◆ **What is expected**:
Omitting any pictures, transcribe the entries below exactly.

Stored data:
##############################
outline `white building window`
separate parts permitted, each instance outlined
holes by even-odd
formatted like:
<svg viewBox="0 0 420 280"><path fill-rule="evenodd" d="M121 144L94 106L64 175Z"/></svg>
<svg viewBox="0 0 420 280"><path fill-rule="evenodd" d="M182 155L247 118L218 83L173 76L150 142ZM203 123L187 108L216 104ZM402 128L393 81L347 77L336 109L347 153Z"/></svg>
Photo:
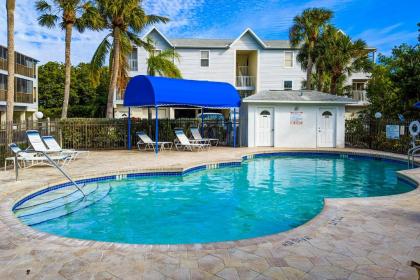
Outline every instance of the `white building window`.
<svg viewBox="0 0 420 280"><path fill-rule="evenodd" d="M210 65L210 51L200 51L201 53L201 67L209 67Z"/></svg>
<svg viewBox="0 0 420 280"><path fill-rule="evenodd" d="M284 90L292 90L293 89L293 81L284 81L283 87L284 87Z"/></svg>
<svg viewBox="0 0 420 280"><path fill-rule="evenodd" d="M128 55L128 67L130 71L138 71L137 48L133 48Z"/></svg>
<svg viewBox="0 0 420 280"><path fill-rule="evenodd" d="M284 52L284 67L293 67L293 52Z"/></svg>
##############################
◆ **Reply to the exercise**:
outline `white building window`
separate parts permitted, each instance outlined
holes by even-odd
formatted like:
<svg viewBox="0 0 420 280"><path fill-rule="evenodd" d="M121 144L94 106L64 175Z"/></svg>
<svg viewBox="0 0 420 280"><path fill-rule="evenodd" d="M182 155L247 118L218 83L173 76L150 142ZM203 123L187 108L216 104ZM402 128L393 81L347 77L336 109L347 153Z"/></svg>
Photo:
Outline every instance of the `white building window`.
<svg viewBox="0 0 420 280"><path fill-rule="evenodd" d="M210 65L210 51L200 51L201 53L201 67L209 67Z"/></svg>
<svg viewBox="0 0 420 280"><path fill-rule="evenodd" d="M284 90L292 90L293 89L293 81L284 81L283 87L284 87Z"/></svg>
<svg viewBox="0 0 420 280"><path fill-rule="evenodd" d="M128 55L128 67L130 71L138 71L137 48L133 48Z"/></svg>
<svg viewBox="0 0 420 280"><path fill-rule="evenodd" d="M284 52L284 67L293 67L293 52Z"/></svg>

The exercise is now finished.